OBJECTIVE → Reproduce the material below word for word, from the first line to the last.
* Start RECORDS FOR PROCESSING *
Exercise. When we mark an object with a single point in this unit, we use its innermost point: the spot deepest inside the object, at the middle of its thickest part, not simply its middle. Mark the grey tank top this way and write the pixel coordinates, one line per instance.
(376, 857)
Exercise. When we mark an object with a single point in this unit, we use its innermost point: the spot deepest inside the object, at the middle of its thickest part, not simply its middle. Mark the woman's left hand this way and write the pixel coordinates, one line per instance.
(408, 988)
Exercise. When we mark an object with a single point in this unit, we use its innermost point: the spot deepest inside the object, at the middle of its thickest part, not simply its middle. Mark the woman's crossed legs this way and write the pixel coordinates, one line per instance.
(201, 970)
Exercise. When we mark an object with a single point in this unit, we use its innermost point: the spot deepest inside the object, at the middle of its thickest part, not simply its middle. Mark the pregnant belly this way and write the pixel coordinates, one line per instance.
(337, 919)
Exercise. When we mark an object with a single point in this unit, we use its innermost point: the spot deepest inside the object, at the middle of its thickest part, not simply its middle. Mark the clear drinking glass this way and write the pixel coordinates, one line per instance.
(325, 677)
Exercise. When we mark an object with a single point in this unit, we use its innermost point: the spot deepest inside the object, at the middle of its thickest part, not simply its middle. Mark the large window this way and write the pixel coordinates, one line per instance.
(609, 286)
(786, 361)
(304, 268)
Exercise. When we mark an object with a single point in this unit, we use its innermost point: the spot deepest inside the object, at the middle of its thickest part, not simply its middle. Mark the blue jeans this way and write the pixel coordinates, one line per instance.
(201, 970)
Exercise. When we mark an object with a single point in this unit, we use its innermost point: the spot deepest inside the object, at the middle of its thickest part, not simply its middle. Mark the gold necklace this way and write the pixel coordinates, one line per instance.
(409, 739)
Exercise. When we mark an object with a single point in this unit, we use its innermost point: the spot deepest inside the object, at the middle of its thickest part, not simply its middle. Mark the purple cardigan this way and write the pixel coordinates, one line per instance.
* End RECORDS FOR PROCESSING *
WRITTEN REPLY →
Exercise. When we mark an object with a single point in this unit, we use its innermost point: the spot deepest inside the object, at the middle of its thickest part, not simply its middle. Mark the grey tank top this way and write the pixel coordinates, one line per instance.
(376, 857)
Exercise. When we mark an object with a single point in this unit, we use its innermost point: the spot deepest inside the object, at the middle of its thickest part, not simply its middle. Mark the woman's left hand this way and write the pixel coordinates, one line per instance.
(408, 988)
Exercise. When we mark an object with a single point in this unit, we use its innermost point: the spot deepest inside the object, at the middle of its thickest part, not simply its middle. Mark the woman's crossed legs this way and write the pixel coordinates, one line per instance.
(201, 970)
Exercise. When we mark an object with a single point in this unit, we use its innermost point: the spot deepest inside the object, at the middle of its thickest part, not simply its middle. Mark the pregnant belly this way and write the pixel coordinates, one line per instance.
(337, 919)
Exercise. When we mark an object with a single point in this unit, we use its innermost point: the spot deepest inside the object, at the middle of its thickest part, not simply its middle. Mark the clear drinking glass this way and write the pixel coordinates, one line per instance.
(325, 677)
Exercise. When we mark an object with a single point in this unit, we use its innermost point: the spot deepest inside the object, at the middle of its thickest part, not simply its middle. Mark the large window this way and write the pixel coordinates, one line per instance.
(609, 286)
(786, 361)
(304, 268)
Exercise. When we mark an object with a single point in this unit, we use its innermost point: the spot deepest inside the object, at the middle of its thickest part, not simply its middle. Mark the blue jeans this way and write the pixel coordinates, one line per instance.
(201, 970)
Exercise. When we mark an object with a single point in this unit, we use its innermost point: the spot deepest inside the object, at the middle of its thickest part, not simply its middle. Mark the gold necklace this way and write the pixel coordinates, one line per instance.
(409, 739)
Exercise. When we mark an object with a single point in this unit, we use its innermost point: the spot deepest inside the object, at the middle of its thickest part, not simply its middle. Mark the purple cardigan this way and write the pixel coordinates, one line per instance.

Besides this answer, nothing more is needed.